Task prompt: Reproduce verbatim only the lines from the one containing "Reviewer check: make sure each instance of the conference room" through the last line below, both included.

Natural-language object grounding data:

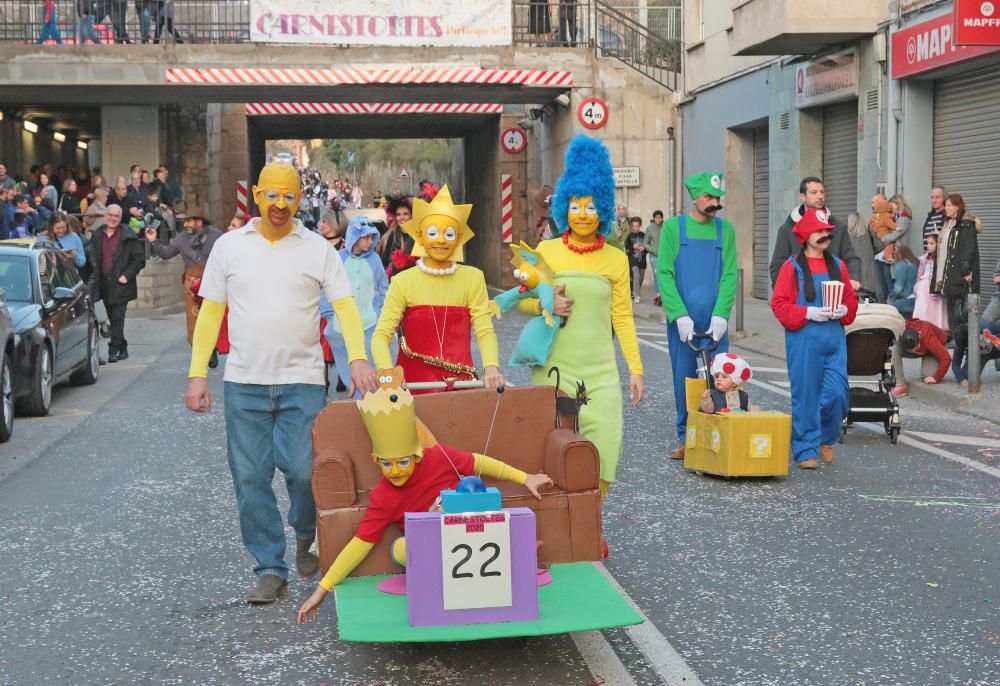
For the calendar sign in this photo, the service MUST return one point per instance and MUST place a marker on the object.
(513, 140)
(475, 560)
(593, 113)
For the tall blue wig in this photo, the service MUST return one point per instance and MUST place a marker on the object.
(588, 172)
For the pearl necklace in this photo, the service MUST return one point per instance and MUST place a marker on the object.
(437, 272)
(596, 245)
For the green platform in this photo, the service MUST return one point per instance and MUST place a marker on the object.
(579, 598)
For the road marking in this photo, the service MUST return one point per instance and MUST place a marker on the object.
(662, 656)
(602, 660)
(904, 438)
(959, 440)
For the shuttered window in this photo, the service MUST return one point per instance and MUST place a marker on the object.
(840, 158)
(761, 256)
(967, 155)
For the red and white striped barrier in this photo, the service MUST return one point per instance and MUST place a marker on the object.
(507, 208)
(272, 108)
(241, 199)
(334, 77)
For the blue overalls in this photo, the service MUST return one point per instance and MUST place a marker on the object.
(697, 273)
(817, 368)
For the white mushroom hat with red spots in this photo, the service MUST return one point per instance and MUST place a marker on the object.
(733, 366)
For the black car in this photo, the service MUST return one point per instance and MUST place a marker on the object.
(55, 329)
(6, 371)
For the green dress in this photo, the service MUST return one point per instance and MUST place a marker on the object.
(589, 328)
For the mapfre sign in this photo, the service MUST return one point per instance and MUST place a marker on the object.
(977, 22)
(930, 45)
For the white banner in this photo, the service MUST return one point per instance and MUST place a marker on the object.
(468, 23)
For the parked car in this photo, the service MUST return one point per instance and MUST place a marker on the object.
(55, 328)
(6, 370)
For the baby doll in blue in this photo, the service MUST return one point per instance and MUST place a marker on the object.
(536, 281)
(368, 284)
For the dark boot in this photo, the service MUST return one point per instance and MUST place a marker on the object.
(305, 562)
(267, 590)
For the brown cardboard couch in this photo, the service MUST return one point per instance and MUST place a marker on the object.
(524, 435)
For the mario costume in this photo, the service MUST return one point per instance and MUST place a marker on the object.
(815, 342)
(696, 275)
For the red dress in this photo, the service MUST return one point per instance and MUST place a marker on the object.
(438, 331)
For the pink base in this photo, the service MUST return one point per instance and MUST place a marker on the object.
(396, 584)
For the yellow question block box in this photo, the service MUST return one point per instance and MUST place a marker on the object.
(735, 443)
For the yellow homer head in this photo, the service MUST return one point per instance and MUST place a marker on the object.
(439, 228)
(278, 193)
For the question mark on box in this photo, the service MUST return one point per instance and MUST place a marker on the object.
(761, 444)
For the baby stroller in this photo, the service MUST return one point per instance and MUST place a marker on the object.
(870, 339)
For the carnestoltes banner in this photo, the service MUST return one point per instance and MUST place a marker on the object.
(466, 23)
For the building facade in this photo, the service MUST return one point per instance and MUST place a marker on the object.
(875, 97)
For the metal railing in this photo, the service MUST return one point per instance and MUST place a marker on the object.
(129, 21)
(625, 39)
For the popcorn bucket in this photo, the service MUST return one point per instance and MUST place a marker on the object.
(833, 294)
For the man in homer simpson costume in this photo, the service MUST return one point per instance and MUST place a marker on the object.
(415, 469)
(696, 274)
(436, 303)
(270, 274)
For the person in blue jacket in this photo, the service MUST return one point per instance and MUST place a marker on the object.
(369, 283)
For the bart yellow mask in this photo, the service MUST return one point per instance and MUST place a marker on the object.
(278, 193)
(582, 216)
(439, 228)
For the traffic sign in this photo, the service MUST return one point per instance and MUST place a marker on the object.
(513, 140)
(593, 113)
(626, 177)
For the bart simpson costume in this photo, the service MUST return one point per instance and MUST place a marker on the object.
(415, 469)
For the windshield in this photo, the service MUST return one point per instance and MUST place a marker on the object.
(15, 278)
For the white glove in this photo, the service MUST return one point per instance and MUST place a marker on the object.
(685, 328)
(818, 314)
(718, 328)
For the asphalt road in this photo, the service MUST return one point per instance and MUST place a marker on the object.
(121, 562)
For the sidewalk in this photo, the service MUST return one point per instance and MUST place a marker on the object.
(763, 335)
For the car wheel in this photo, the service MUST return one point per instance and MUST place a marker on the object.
(6, 401)
(87, 375)
(40, 398)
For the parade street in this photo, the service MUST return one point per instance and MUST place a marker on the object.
(121, 560)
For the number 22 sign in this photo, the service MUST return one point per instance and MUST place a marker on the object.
(593, 113)
(475, 560)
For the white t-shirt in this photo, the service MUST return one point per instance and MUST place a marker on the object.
(273, 295)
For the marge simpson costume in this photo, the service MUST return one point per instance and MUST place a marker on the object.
(415, 469)
(435, 304)
(596, 278)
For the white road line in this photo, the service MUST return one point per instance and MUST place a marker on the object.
(662, 656)
(975, 441)
(601, 658)
(904, 438)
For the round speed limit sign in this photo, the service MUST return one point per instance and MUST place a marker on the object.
(593, 113)
(513, 140)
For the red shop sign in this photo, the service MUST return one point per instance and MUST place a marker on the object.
(930, 45)
(977, 22)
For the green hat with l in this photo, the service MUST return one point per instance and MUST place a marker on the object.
(705, 182)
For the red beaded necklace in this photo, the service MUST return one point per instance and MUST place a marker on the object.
(593, 247)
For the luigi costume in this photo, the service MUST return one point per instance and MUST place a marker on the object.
(696, 275)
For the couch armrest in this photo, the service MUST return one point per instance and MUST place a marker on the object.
(572, 461)
(333, 480)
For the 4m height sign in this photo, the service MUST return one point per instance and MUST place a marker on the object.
(466, 23)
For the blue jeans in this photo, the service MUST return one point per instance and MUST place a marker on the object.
(339, 348)
(49, 30)
(86, 30)
(268, 427)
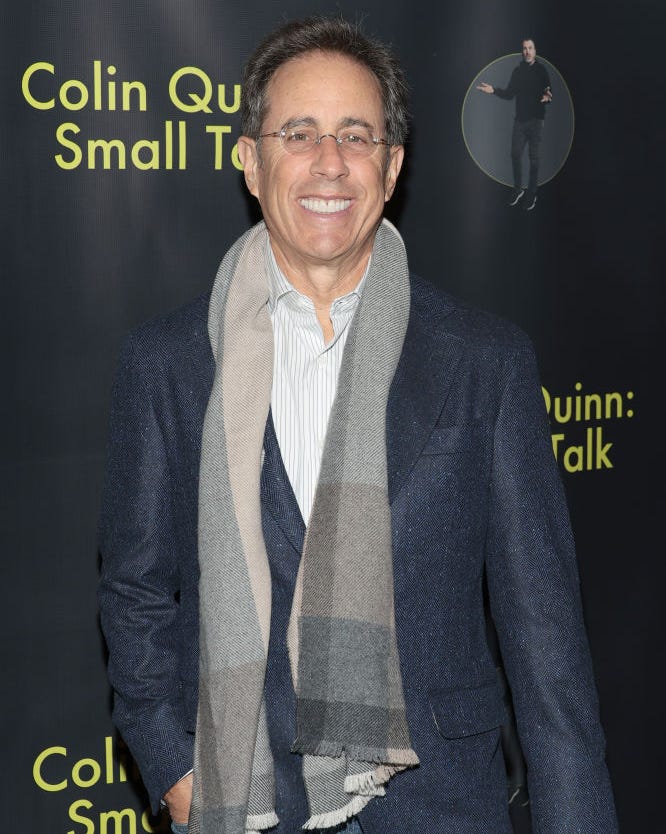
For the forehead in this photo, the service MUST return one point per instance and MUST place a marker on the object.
(324, 86)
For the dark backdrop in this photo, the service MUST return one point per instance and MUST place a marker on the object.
(90, 252)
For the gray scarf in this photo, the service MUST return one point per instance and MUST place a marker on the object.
(351, 724)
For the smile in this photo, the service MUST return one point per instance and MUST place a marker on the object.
(324, 206)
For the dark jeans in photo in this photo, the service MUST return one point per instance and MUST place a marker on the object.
(526, 133)
(352, 827)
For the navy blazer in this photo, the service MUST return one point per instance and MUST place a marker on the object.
(474, 492)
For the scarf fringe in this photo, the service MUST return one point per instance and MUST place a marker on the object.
(256, 823)
(332, 818)
(369, 783)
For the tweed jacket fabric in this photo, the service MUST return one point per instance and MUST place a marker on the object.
(474, 491)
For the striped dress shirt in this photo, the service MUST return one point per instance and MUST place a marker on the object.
(305, 377)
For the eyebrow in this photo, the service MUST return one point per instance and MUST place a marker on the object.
(348, 121)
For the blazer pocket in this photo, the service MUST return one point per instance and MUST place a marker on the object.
(459, 713)
(461, 438)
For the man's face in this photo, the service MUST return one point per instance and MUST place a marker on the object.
(320, 207)
(529, 51)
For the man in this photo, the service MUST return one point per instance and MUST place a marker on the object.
(310, 473)
(530, 86)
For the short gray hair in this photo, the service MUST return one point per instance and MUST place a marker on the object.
(332, 35)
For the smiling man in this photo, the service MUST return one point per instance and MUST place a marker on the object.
(312, 473)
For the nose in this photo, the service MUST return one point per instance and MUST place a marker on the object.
(327, 158)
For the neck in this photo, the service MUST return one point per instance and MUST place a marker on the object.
(323, 282)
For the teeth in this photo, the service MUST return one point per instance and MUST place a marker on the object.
(324, 206)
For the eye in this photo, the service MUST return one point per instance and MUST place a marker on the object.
(356, 138)
(298, 136)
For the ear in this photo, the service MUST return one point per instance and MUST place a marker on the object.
(249, 157)
(396, 156)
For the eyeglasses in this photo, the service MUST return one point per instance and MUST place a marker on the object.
(351, 141)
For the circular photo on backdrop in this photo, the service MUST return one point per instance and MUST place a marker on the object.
(488, 123)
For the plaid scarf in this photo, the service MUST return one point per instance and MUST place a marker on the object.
(351, 724)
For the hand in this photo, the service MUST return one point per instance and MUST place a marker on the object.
(179, 798)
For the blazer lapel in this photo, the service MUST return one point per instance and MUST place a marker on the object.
(419, 391)
(277, 494)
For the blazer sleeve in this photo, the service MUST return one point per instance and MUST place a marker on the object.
(535, 601)
(140, 580)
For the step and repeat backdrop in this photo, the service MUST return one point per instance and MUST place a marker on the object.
(121, 191)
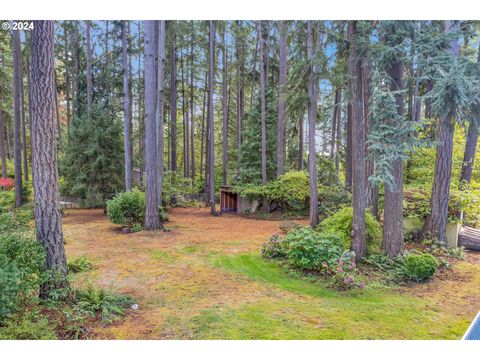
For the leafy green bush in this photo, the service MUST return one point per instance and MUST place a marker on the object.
(127, 208)
(273, 247)
(30, 326)
(98, 301)
(420, 266)
(340, 224)
(80, 264)
(307, 249)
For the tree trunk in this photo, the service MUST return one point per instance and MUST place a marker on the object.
(371, 196)
(393, 198)
(436, 222)
(239, 53)
(48, 220)
(3, 154)
(17, 130)
(192, 114)
(312, 122)
(210, 139)
(152, 220)
(262, 103)
(67, 75)
(282, 98)
(24, 130)
(358, 144)
(469, 154)
(89, 70)
(126, 111)
(224, 107)
(173, 101)
(160, 120)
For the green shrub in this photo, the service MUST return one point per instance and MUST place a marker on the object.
(273, 247)
(80, 264)
(306, 249)
(98, 301)
(340, 224)
(31, 326)
(127, 208)
(421, 266)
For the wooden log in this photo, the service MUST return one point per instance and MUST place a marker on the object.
(469, 238)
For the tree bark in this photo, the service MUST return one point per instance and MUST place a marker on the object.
(48, 220)
(262, 103)
(160, 120)
(173, 101)
(358, 144)
(89, 70)
(224, 107)
(3, 154)
(210, 139)
(152, 220)
(126, 111)
(282, 98)
(17, 130)
(436, 222)
(312, 122)
(393, 198)
(371, 196)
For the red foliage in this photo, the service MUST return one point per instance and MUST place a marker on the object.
(7, 182)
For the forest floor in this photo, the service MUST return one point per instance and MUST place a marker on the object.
(205, 279)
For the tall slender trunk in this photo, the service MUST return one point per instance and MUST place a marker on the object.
(393, 198)
(3, 155)
(436, 222)
(48, 219)
(338, 141)
(210, 139)
(371, 189)
(184, 118)
(57, 112)
(67, 75)
(126, 111)
(239, 53)
(89, 69)
(282, 98)
(301, 145)
(312, 123)
(202, 135)
(262, 103)
(17, 130)
(358, 144)
(24, 130)
(160, 120)
(192, 107)
(173, 101)
(152, 220)
(224, 107)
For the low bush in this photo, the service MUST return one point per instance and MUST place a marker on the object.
(420, 266)
(308, 250)
(340, 224)
(30, 326)
(100, 302)
(80, 264)
(273, 247)
(127, 208)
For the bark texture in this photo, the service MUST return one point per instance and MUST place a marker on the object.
(48, 220)
(127, 123)
(358, 144)
(436, 222)
(152, 220)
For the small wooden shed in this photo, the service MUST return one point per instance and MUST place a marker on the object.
(228, 199)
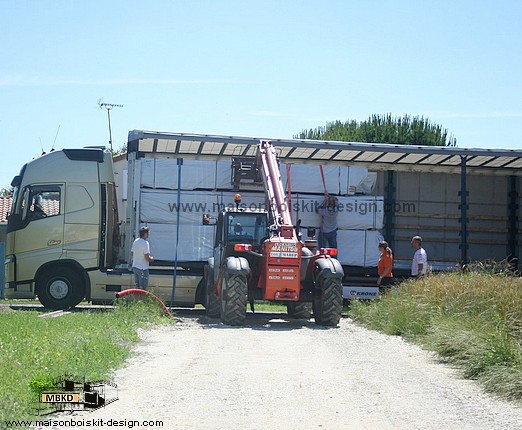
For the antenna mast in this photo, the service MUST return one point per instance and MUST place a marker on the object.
(109, 107)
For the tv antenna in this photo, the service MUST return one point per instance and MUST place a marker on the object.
(109, 107)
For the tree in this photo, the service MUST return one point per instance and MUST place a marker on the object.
(406, 130)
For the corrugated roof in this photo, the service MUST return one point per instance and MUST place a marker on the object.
(377, 156)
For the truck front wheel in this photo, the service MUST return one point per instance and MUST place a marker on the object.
(60, 288)
(299, 310)
(233, 299)
(328, 308)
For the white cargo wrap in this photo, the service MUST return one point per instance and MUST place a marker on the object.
(355, 212)
(206, 189)
(359, 247)
(207, 174)
(195, 242)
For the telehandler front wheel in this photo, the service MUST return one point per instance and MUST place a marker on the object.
(328, 308)
(233, 299)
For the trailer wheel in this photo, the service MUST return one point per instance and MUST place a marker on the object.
(212, 304)
(233, 299)
(60, 288)
(327, 309)
(299, 310)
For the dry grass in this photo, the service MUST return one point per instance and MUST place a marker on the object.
(473, 320)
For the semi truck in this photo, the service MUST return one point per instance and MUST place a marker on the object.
(75, 213)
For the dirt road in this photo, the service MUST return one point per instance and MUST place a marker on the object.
(280, 374)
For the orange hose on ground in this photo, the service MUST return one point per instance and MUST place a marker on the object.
(140, 292)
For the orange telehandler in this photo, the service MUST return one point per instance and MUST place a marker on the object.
(258, 256)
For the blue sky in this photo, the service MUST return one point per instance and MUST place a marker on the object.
(255, 68)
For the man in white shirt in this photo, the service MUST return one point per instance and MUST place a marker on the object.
(420, 258)
(328, 212)
(141, 258)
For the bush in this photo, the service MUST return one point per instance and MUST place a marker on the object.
(472, 319)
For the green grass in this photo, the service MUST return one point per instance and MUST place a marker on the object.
(472, 320)
(35, 350)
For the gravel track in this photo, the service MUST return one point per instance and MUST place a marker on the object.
(283, 374)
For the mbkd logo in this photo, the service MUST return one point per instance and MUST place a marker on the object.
(61, 398)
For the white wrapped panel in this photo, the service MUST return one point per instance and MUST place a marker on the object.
(160, 206)
(355, 212)
(147, 172)
(306, 178)
(194, 174)
(356, 175)
(367, 185)
(166, 173)
(359, 247)
(224, 174)
(195, 242)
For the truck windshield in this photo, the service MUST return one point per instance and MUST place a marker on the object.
(247, 227)
(15, 183)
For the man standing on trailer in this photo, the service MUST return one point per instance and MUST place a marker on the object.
(328, 211)
(419, 264)
(141, 258)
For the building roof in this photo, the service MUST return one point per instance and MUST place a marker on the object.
(377, 156)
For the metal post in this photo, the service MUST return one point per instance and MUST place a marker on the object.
(108, 106)
(463, 212)
(513, 217)
(389, 208)
(175, 275)
(110, 132)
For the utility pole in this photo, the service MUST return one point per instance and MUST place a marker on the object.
(109, 107)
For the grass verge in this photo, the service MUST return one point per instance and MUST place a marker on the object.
(34, 351)
(472, 320)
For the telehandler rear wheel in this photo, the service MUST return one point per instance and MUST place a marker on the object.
(299, 310)
(327, 309)
(233, 299)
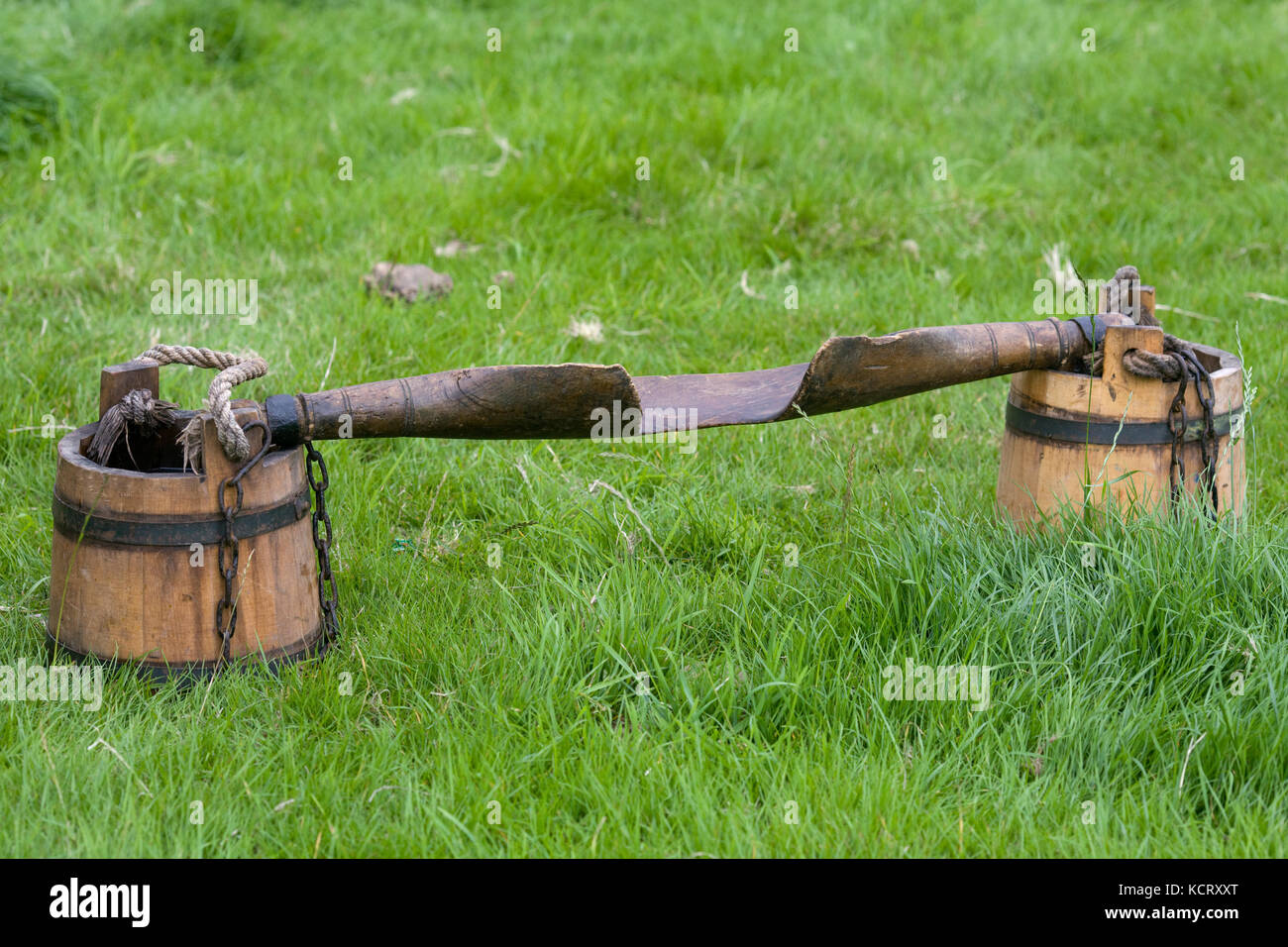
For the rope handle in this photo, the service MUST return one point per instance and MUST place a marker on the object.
(233, 369)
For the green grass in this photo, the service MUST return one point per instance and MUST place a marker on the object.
(520, 684)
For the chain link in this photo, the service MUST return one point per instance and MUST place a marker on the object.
(230, 548)
(329, 598)
(1193, 369)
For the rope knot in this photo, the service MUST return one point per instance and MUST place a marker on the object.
(141, 408)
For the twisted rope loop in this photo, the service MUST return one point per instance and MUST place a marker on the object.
(1171, 364)
(140, 408)
(233, 369)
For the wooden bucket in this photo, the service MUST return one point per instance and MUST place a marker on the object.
(136, 561)
(1072, 440)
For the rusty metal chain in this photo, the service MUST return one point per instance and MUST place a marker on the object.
(1177, 421)
(329, 598)
(230, 548)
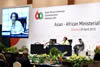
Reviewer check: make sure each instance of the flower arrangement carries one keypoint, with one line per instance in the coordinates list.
(79, 61)
(97, 50)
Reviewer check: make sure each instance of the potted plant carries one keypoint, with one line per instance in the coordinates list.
(55, 56)
(78, 61)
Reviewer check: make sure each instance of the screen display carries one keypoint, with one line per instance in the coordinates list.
(15, 22)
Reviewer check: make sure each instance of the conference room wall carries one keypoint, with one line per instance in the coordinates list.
(48, 3)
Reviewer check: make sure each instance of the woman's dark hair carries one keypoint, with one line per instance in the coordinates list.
(65, 38)
(16, 15)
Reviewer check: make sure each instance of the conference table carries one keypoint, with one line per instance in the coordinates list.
(39, 49)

Response:
Reviewer check: make sure each instance of the conference room wall carries one keypoint, with one line per instance in the coordinates list.
(48, 3)
Reviewer check: make sure each instance of the woman's dark hair carries one keypoint, with one line per instance in the coordinates list.
(65, 38)
(16, 15)
Reviewer check: make sure each instance of the conference table carries one keypoint, with one line per instance in the coordinates list.
(39, 49)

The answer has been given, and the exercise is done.